# Provided data

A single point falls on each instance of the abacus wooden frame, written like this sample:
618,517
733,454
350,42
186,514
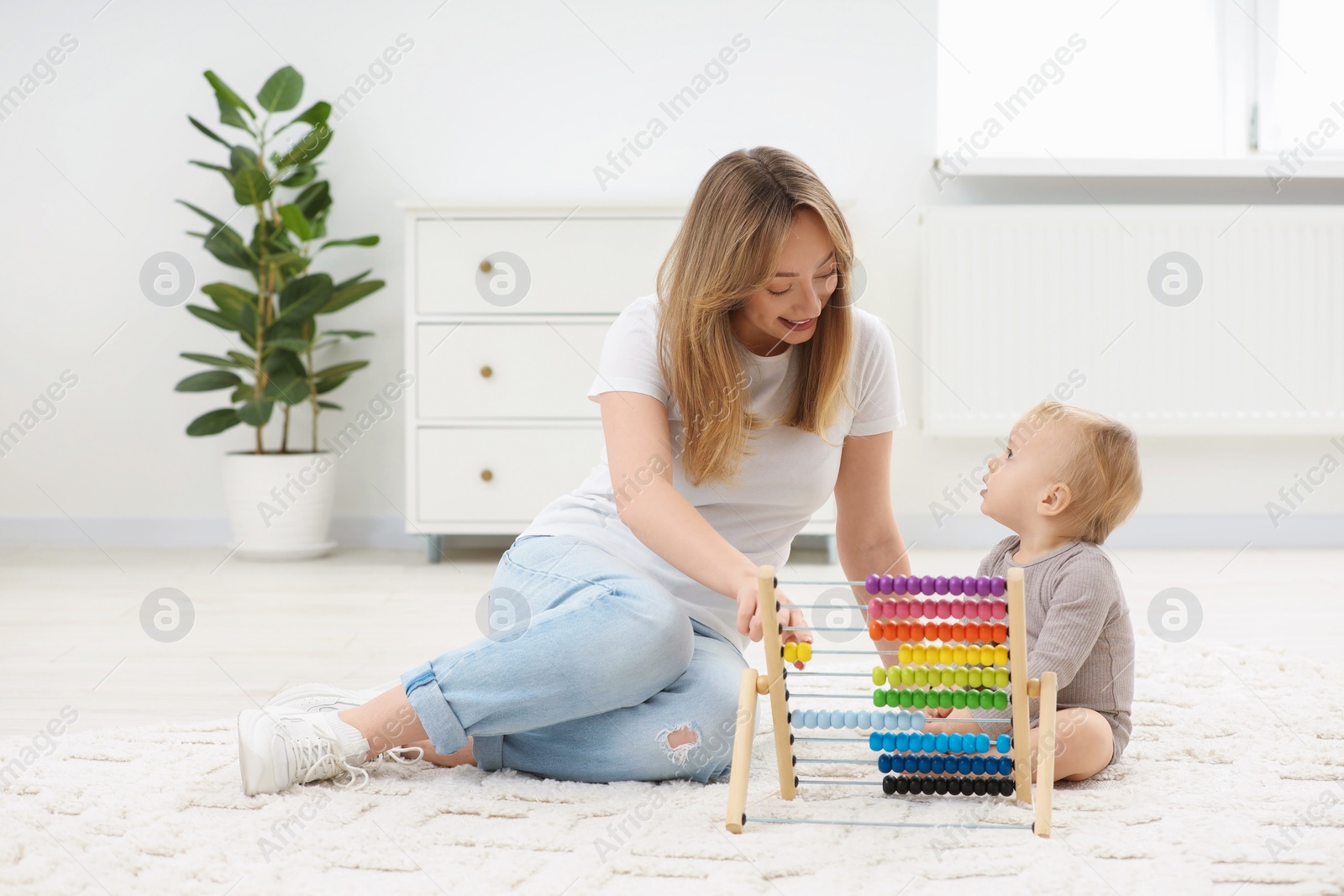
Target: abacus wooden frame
772,684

# Exercise instructions
Can you lay out all the lines above as a JSON list of strings, with one string per line, blank lines omitted and the pictures left out?

# The output
[
  "A single point falls on each instance of the abacus wooden frame, written like this sample:",
  "618,517",
  "733,454",
  "350,42",
  "186,514",
  "Target: abacus wooden frame",
  "772,684"
]